Extract to read =
>>>>
Paris Hilton's Grandfather Barron Hilton Wills 97 Percent Of His $2.5 Billion Dollar Fortune To Family's Charity
Paris Hilton’s grandfather - hotel heir Barron Hilton - passed away on Thursday at the age of 91, and he has reportedly left 97 percent of his $2.5 billion fortune to his family’s non-profit charitable foundation. Still, surviving family members will inherit millions, and some believe the move is a way for the family to hang on to the entire fortune without paying the “death tax.”
Barron Hilton was the son of Conrad Hilton, who founded the Hilton Hotel chain nearly a century ago, and over the next few decades he created a multi-million dollar empire along with the Conrad N. Hilton Foundation, which is a charity that funds non-profit organizations who are working to improve the lives of people living in poverty and experiencing disadvantage. Some of the foundation's beneficiaries are Catholic nuns, disaster relief, homelessness, foster youth, and children affected by HIV/AIDS.
When Conrad died in 1979, Barron challenged his father’s will over the Foundation’s shares of the fortune that were being used to help the nuns because he was worried it was setting the company up for a hostile takeover.
After a ten-year legal battle over the estate - which Barron called “not the best public relations move,” they reached a settlement. Barron went on to expand his father’s business empire, making the Hilton hotel chain tops in the hospitality industry. He also became a founding member of the American Football League with his team the Los Angeles Chargers, and he oversaw the AFL-NFL merger.
In 2007, Barron sold the family’s hotel chain - which had 2,800 hotels, including the Waldorf Astoria - to the Blackstone Group for $26 billion.
According to The Daily Mail, even though 97 percent of Barron’s estate will go to the Conrad Hilton Foundation, his eight children, 15 grandchildren (including Paris and Nicky Hilton), and four great-grandchildren will still receive millions.
While Barron Hilton’s donation to charity is incredible, some believe it was a move that the one-percent use to avoid the “death tax,” which is a special tax put on a large estate when assets are transferred upon a person’s death.
An estate has to be worth millions to qualify for a death tax, but those that do can be subjected to taxes as high as 40 percent. The shrewd businessman opted to keep Uncle Sam out of it and gave the money to the charity instead so it can do a lot of good in the world and his family can still enjoy the wealth he built over the last 50+ years.
<<<<
Exercise requirements = Rewrite the part of the article on Barron Hilton's estate that opens with the words containing "While Barron Hilton’s" and closes with "last 50+ years.", swapping "shrewd businessman" for "hotel magnate".

[Collection entries]
>>>>
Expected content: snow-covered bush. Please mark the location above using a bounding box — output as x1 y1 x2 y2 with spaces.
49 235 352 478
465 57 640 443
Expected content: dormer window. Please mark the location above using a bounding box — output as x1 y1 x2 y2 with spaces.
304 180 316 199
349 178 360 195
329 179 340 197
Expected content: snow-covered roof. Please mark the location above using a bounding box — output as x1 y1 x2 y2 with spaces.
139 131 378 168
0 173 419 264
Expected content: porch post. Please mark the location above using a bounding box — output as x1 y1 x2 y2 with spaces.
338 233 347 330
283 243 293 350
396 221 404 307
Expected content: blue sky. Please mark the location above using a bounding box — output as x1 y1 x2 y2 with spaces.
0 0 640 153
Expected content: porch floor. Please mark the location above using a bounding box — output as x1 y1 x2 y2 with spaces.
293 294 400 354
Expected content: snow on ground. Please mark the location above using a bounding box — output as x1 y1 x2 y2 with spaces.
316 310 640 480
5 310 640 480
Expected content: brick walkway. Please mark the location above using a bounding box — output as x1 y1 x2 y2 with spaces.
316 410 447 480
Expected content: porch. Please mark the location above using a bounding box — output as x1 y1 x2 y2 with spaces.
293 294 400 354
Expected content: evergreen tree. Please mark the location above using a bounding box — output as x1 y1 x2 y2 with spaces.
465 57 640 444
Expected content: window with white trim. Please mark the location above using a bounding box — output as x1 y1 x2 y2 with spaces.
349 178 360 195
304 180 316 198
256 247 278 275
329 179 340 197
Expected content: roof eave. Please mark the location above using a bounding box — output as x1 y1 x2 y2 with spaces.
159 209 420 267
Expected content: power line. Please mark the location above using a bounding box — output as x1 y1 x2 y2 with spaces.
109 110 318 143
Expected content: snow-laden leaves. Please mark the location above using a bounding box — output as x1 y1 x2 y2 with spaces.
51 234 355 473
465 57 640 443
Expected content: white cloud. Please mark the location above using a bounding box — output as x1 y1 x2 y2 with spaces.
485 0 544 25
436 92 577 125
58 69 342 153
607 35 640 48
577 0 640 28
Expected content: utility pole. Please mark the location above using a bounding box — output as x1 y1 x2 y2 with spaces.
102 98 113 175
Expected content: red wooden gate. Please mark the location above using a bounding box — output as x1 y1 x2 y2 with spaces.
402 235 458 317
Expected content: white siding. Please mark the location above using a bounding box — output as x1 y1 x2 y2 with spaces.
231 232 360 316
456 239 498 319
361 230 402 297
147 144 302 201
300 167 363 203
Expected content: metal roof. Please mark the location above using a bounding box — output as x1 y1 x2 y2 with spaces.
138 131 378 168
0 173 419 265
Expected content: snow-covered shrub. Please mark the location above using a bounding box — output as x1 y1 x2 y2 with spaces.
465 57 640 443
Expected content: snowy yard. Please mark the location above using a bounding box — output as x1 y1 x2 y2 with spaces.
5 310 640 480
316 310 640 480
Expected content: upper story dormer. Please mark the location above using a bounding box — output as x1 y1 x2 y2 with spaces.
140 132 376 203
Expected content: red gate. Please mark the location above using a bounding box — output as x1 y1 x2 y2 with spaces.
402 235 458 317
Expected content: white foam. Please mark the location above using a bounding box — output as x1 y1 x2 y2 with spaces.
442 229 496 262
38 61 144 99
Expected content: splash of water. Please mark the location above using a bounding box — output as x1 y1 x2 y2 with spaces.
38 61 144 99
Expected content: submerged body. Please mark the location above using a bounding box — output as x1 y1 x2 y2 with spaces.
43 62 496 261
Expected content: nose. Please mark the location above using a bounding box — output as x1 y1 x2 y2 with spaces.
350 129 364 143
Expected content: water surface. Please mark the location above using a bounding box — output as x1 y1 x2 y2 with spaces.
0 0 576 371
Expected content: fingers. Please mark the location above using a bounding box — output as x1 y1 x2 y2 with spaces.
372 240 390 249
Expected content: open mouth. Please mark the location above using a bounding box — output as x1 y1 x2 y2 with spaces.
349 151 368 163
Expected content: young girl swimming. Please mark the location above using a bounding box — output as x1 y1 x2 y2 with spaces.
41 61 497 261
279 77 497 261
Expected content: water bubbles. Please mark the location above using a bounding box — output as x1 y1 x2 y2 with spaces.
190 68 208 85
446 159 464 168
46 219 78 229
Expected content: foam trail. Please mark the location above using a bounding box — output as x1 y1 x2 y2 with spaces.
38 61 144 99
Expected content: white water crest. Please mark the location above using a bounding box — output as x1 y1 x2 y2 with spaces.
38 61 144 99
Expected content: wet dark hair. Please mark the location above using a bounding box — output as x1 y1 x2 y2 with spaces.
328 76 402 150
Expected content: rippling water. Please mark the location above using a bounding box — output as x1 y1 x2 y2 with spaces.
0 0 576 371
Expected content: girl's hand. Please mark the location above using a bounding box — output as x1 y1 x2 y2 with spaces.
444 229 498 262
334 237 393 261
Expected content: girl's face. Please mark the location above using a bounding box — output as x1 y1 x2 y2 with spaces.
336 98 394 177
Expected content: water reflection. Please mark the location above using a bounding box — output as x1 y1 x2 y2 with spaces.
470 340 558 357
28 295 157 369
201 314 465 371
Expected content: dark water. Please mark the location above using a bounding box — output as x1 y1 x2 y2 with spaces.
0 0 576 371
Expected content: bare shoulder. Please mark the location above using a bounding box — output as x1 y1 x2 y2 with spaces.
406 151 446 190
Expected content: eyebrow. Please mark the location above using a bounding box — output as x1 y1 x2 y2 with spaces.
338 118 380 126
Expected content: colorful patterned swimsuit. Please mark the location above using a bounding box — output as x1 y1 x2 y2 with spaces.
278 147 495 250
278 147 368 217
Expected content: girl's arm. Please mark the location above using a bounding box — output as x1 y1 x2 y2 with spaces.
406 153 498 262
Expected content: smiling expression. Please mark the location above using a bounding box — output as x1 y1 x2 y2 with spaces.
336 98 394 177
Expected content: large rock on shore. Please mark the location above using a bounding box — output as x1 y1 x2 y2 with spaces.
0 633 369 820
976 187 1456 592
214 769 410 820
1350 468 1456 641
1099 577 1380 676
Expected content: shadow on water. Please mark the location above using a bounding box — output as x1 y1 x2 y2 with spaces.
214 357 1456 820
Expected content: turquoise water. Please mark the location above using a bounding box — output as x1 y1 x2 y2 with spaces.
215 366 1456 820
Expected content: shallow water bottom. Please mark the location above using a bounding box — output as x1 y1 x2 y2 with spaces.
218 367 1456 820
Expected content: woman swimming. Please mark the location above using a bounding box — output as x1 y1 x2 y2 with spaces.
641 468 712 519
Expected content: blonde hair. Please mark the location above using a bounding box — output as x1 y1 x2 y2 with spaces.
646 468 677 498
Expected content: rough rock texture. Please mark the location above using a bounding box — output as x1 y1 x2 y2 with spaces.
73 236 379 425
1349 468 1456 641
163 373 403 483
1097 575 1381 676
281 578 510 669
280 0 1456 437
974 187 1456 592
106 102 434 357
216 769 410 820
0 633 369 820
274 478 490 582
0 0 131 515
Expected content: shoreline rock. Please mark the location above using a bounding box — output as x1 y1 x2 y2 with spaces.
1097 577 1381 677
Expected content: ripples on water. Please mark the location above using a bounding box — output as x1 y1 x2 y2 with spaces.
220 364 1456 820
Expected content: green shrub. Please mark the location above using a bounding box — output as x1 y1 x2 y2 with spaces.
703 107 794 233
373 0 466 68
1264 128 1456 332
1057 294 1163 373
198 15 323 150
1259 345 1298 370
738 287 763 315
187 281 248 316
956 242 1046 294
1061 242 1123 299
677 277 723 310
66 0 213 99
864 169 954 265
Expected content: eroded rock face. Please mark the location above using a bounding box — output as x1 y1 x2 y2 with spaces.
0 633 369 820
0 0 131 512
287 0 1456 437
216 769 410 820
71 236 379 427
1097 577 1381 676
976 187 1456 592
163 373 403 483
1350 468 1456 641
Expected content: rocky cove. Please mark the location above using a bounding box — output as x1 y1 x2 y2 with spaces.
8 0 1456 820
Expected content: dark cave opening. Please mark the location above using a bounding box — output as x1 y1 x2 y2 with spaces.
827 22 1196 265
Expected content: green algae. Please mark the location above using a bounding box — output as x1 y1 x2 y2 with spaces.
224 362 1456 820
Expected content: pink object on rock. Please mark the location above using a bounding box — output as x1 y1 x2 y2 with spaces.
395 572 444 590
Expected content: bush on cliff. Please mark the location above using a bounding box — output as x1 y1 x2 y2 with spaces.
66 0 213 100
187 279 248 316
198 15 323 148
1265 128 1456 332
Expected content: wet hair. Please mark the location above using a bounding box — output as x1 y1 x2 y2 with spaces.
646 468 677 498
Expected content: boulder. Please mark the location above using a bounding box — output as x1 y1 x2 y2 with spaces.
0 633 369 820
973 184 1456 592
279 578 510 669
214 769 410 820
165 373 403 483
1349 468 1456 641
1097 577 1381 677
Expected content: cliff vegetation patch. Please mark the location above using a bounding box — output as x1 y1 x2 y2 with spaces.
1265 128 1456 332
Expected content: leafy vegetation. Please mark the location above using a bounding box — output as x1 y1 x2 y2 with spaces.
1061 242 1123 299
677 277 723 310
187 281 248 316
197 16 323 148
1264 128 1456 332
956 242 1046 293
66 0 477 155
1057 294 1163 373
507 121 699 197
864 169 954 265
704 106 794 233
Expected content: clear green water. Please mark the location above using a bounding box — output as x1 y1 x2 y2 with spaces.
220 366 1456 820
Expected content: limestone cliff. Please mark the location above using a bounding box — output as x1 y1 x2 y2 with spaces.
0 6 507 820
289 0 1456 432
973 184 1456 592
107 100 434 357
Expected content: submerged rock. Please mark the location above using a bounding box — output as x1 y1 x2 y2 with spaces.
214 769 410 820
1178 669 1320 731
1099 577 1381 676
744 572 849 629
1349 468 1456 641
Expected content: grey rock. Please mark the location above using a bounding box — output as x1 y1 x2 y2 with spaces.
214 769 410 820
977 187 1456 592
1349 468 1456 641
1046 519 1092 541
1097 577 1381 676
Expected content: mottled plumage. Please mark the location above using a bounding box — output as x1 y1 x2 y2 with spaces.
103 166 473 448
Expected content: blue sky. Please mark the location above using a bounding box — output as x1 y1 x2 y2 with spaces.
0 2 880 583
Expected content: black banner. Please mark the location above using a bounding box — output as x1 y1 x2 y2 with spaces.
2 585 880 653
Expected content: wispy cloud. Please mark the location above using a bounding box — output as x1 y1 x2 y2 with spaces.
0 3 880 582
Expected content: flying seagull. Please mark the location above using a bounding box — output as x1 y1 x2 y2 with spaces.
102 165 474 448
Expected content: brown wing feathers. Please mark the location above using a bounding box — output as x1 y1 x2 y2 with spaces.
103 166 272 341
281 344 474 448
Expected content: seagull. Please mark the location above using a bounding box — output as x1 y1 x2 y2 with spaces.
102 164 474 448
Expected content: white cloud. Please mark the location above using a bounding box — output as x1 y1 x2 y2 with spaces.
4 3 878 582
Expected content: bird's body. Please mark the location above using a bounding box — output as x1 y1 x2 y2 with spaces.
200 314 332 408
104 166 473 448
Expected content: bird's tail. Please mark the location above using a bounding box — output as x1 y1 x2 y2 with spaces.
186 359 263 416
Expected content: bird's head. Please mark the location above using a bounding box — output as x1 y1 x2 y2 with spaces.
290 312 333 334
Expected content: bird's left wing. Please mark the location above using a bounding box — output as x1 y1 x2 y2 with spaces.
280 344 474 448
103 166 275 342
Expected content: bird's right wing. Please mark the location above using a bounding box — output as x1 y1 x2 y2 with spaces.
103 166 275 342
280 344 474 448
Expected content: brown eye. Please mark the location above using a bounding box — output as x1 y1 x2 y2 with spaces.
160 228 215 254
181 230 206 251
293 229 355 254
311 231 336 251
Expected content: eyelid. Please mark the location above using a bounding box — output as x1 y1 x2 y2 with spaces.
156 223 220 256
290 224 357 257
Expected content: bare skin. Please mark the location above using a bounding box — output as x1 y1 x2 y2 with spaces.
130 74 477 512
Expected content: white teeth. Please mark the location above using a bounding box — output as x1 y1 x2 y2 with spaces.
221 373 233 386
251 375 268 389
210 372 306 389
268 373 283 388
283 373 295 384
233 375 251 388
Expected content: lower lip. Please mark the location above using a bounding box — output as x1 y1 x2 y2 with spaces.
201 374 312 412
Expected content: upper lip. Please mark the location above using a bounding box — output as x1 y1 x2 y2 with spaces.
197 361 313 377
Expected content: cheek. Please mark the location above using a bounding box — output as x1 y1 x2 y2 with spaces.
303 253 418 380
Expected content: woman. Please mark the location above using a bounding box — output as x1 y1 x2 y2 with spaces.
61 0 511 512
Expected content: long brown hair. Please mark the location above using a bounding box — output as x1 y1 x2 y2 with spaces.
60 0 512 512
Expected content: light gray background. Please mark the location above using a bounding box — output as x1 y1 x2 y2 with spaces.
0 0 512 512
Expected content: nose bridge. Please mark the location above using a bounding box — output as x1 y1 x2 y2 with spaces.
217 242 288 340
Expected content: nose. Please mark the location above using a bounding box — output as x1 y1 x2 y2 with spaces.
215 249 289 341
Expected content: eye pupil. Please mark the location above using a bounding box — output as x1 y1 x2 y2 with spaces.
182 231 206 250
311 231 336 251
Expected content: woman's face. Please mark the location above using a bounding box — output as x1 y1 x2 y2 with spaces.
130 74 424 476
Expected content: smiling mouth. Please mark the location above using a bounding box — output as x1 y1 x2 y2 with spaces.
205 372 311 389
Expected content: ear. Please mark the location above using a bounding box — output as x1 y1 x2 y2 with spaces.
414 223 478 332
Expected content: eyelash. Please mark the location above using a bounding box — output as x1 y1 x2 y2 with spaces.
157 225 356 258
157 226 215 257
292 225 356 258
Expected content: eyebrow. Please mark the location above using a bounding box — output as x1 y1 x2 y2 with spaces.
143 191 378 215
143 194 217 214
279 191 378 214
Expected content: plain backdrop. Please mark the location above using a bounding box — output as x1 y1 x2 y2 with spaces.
<<<<
Result of this task =
While Barron Hilton’s donation to charity is incredible, some believe it was a move that the one-percent use to avoid the “death tax,” which is a special tax put on a large estate when assets are transferred upon a person’s death.
An estate has to be worth millions to qualify for a death tax, but those that do can be subjected to taxes as high as 40 percent. The hotel magnate opted to keep Uncle Sam out of it and gave the money to the charity instead so it can do a lot of good in the world and his family can still enjoy the wealth he built over the last 50+ years.